▽

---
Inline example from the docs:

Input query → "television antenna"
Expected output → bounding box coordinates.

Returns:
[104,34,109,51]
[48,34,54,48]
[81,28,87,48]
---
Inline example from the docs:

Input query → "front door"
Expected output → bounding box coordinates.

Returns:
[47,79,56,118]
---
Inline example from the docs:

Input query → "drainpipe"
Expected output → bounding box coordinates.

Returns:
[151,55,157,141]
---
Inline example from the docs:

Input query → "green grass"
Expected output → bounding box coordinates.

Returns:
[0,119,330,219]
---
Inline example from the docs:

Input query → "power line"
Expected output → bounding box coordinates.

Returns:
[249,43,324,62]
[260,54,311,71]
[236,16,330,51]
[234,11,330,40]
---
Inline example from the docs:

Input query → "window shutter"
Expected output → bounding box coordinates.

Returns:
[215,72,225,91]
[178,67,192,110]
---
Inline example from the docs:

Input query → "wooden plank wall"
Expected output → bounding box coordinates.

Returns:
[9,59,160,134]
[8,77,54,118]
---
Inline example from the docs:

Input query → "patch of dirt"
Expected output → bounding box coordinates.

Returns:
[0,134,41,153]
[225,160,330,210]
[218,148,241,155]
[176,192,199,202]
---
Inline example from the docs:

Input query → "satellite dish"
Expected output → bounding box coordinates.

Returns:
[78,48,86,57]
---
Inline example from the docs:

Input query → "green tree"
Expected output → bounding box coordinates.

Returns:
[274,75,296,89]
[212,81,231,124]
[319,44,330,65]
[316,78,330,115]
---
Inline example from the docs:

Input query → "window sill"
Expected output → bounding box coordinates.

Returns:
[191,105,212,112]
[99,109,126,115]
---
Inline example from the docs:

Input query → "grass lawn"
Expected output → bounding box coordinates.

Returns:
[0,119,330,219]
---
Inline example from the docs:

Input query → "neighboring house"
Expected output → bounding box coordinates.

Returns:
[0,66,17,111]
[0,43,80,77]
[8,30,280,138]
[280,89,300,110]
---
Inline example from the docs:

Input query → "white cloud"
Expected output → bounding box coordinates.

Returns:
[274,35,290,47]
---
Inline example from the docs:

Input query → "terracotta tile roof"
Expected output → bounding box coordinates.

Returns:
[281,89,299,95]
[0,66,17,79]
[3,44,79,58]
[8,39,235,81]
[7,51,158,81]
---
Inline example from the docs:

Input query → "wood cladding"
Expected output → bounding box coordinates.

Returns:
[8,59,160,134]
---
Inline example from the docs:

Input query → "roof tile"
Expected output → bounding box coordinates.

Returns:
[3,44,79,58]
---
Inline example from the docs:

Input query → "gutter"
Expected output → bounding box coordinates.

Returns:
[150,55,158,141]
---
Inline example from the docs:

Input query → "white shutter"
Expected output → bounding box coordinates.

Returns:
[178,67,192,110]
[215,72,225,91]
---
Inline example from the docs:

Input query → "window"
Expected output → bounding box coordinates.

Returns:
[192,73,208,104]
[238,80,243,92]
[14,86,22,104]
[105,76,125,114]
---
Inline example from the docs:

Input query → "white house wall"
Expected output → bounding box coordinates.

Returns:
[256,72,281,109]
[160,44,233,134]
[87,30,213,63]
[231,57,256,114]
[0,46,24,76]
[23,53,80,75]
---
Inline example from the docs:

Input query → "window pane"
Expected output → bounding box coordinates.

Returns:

△

Carry over everything from the start of the records down to the line containing "[78,48,86,57]", requests included, and add 116 to every number in the bounding box coordinates.

| Solution below |
---
Inline example from the docs:

Input query → "television antenna"
Expected output → bounding box coordinates.

Returns:
[220,150,225,167]
[164,150,170,164]
[197,144,203,164]
---
Inline example from the docs:

Input query → "front door"
Expected output → bounding box coordinates.

Returns:
[163,195,172,234]
---
Inline example from the docs:

Input query → "drainpipe"
Expected output → bounding box coordinates.

Returns:
[267,171,273,257]
---
Inline example from the docs:

Input query → "green grass"
Expected output → bounding box coordinates.

Returns:
[116,235,446,335]
---
Inline example from the docs:

Input query → "power line"
Expected output → bounding box coordinates.

Returns:
[365,159,440,178]
[376,170,427,187]
[352,132,446,167]
[350,127,446,156]
---
Inline example from the docs:

Input query → "window shutter"
Expected output → bounding box coordinates.

Returns:
[331,188,341,207]
[294,183,308,226]
---
Inline example from the docs:

Input query → "wooden plank wall"
Expected output → bounding box coordinates.

Returns:
[125,175,276,250]
[124,193,170,234]
---
Inline example from the docs:

Input query → "patch of dirt"
Expected output → bounding box coordinates.

Returns:
[116,250,157,269]
[341,276,446,326]
[334,264,357,271]
[292,308,315,318]
---
Inline example from the docs:

Input query → "satellite dish"
Expected output → bounding box coordinates.

Returns:
[194,164,202,173]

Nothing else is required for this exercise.